__PASSAGE__.
Few periods of fiction can demonstrate such a clear assumption that there exists a close social identity between narrators and readers as that which was commonplace in the 1860s. Trollope's narrators go further and insist on involving the principal characters too in the relationship, which is indicative of the identity of interest between writer and public which we have already noted. Whether writing Framley Parsonage in the character of a typical Cornhill reader, or writing Phineas Finn and its successors as a 'method of declaring myself' politically, after failing to get elected at the Beverley election of 1868 (Autobiography 201). Trollope was a middle-class gentleman addressing his equals. A later generation would be unable to understand the unproblematic relationship which was possible at this time between the writer and his society, and it is worth contrasting the attitude of Robert Louis Stevenson, in an essay composed in 1887-88 and published posthumously under the title 'On the Choice of a Profession'. Stevenson is clear not only that a parent would resist a son's desire to become a creative artist (this would have been true in the 1860s), but that to become an artist provided an attractive answer to the terrible alternative of being asked to become successfully middle-class. “You are now come to that time of life,” writes Stevenson's typical father to his son, “and have reason within yourself to consider the absolute necessity of making provision for the time when it will be asked, Who is this man? Is he doing any good in the world? Has he the means of being ‘One of us?'” (17). For Stevenson and many of his contemporaries, nothing worse could be contemplated than this “being ‘One of us'”. In contrast, Trollope's dearest wish, and one of his obvious motives in writing fiction, was exactly to be considered respectably bourgeois. He puts the matter poignantly in his Autobiography:
I have long been aware of a certain weakness in my own character, which I may call a craving for love. I have ever wished to be liked by those around me, – a wish that during the first half of my life was never gratified .... It was not till we had settled ourselves at Waltham that I really began to live much with others. The Garrick Club was the first assemblage of men at which I felt myself to be popular. [104-5]
He was 46 at this time. The social and economic estrangement – that feeling of being “something of a Pariah” – which would be the very stuff of the artistic life of many a later author, was precisely what Trollope spent half a lifetime fleeing from. His aim of “belonging” was triumphantly achieved during the 1860s, a period when he was an acknowledged leader among “realistic” novelists, and sought after by the editors and publishers of London. But he was typical of these years in a profounder way, in that his close identification with his public produced a first-class body of fiction.

__DIRECTIVES__.
(a) According to the passage on Trollope and his readers, what was the first assemblage of men at which Trollope felt himself to be popular?
(b) Continue the passage on Trollope and his readers from its final sentence.

__DATA LISTING__.
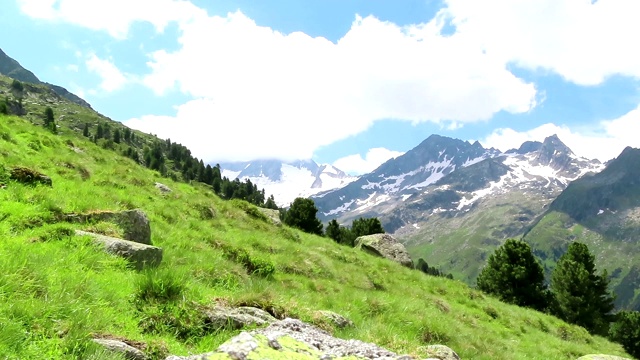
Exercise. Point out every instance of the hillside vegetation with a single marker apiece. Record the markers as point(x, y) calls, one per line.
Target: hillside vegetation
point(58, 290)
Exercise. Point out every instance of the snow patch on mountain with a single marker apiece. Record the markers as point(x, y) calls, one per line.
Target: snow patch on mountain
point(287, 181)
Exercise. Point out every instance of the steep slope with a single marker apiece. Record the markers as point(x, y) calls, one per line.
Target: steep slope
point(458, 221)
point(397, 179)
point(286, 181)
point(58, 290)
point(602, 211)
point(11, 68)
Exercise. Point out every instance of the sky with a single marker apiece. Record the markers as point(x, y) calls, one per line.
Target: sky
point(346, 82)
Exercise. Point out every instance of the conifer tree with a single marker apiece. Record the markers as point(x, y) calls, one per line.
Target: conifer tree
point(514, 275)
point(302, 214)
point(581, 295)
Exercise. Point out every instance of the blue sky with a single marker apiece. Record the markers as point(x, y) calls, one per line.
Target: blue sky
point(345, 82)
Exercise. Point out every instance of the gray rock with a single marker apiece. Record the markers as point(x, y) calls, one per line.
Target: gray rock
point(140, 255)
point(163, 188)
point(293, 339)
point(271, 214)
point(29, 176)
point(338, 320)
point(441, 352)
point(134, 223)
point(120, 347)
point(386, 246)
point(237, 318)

__SOLVED PROBLEMS__.
(a) The Garrick Club.

(b)
Taken in a perfectly straightforward way, Trollope's plots during these years often propose the steady advance of the middle-class in their power-struggle with the aristocracy. Doctor Thorne (1858) elevates the doctor's adopted daughter as far financially as she already is morally above the aristocratic De Courcys. In Framley Parsonage the unglamorous, 'brown' Lucy Robarts, a physician's daughter, wins the heart of Lord Lufton, and, more importantly, that of his mother too, as a needful preliminary in obtaining his hand; while the conventionally beautiful Griselda Grantly sells herself into a cold, worldly and “successful” marriage in the higher reaches of the aristocracy. In Orley Farm Felix Graham deservedly wins his way to the judge's daughter by his brains and not his birth. In The Claverings Florence Burton is yet another example of the superiority of middle-class females as mates. The “second-class gentry” do well, indeed. Luke Rowan in Rachel Ray (1863) even succeeds in making a living from brewing beer in Devon (a county identified with cider). Such examples on their own might prove nothing; but added to the accumulation of other evidence, we can see a middle-class public sufficiently confident in its moral, financial and electoral power to enjoy tales which immortalise its successes. If Virgil celebrated the establishment of Roman civilisation by the force of arms, these new epics record Victorianism as the product of the middle-class virtues of work, moderation and sense, at a time when neither these qualities nor their success were in doubt. It is appropriate that Mowbray Morris, the manager of The Times, should praise Trollope after his death for accurately registering this world:
... By the clear light of sense
He drew men as they are, without pretence
To re-gild virtue, or to lash offence.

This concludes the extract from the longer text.